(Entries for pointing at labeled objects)
• • •

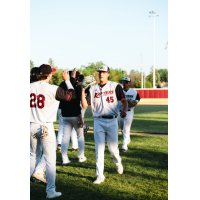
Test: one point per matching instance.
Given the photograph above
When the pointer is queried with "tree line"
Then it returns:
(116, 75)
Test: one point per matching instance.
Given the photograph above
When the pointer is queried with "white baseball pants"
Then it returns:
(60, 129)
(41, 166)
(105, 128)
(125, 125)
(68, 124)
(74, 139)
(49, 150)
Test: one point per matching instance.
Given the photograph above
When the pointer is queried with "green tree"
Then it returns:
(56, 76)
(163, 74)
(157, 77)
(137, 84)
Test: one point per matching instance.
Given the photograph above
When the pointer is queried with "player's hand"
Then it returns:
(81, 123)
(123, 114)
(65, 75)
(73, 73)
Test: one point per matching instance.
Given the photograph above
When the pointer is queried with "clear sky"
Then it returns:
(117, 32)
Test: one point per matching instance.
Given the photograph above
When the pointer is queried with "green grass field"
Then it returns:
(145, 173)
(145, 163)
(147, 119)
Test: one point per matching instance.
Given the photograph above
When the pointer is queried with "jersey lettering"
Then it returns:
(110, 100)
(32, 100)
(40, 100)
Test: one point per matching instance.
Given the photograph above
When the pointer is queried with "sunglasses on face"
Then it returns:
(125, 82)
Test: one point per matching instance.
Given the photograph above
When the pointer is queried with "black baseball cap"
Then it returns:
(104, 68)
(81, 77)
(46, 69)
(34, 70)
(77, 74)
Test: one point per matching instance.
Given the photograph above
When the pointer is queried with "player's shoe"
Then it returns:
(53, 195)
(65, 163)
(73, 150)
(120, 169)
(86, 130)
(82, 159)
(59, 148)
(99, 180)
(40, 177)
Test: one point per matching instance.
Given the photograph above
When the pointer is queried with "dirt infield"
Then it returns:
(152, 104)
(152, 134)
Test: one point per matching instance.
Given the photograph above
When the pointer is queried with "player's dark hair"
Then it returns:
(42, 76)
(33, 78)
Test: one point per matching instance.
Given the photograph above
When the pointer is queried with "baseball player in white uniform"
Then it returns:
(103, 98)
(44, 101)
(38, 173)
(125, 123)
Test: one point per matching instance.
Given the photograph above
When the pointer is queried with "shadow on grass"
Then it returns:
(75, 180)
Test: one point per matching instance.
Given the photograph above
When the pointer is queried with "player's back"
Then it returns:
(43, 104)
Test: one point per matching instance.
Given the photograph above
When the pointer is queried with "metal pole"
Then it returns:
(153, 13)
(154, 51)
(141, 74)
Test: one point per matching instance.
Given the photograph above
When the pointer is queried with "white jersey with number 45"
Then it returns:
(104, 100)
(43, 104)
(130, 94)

• • •

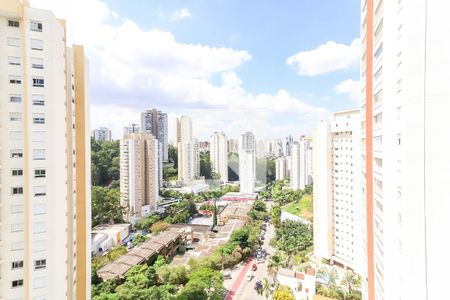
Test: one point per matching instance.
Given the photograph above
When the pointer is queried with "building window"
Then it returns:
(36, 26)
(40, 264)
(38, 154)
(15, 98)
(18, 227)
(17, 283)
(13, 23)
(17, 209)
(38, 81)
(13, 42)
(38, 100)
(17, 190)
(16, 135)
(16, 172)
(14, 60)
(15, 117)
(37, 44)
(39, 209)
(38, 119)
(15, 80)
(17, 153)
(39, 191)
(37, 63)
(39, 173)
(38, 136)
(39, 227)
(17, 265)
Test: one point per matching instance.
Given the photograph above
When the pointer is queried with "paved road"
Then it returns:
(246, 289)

• • •

### Given instruction
Collect every line from the entries above that contains the string "player", treating uppercase and lowercase as different.

### Task answer
When the pointer is queried with "player's hand"
When the pointer is queried with "player's shoe"
When the pointer is queried with "player's dark hair"
When the pointer is queried with "baseball player in white uniform"
When the pointer is queried with "player's back"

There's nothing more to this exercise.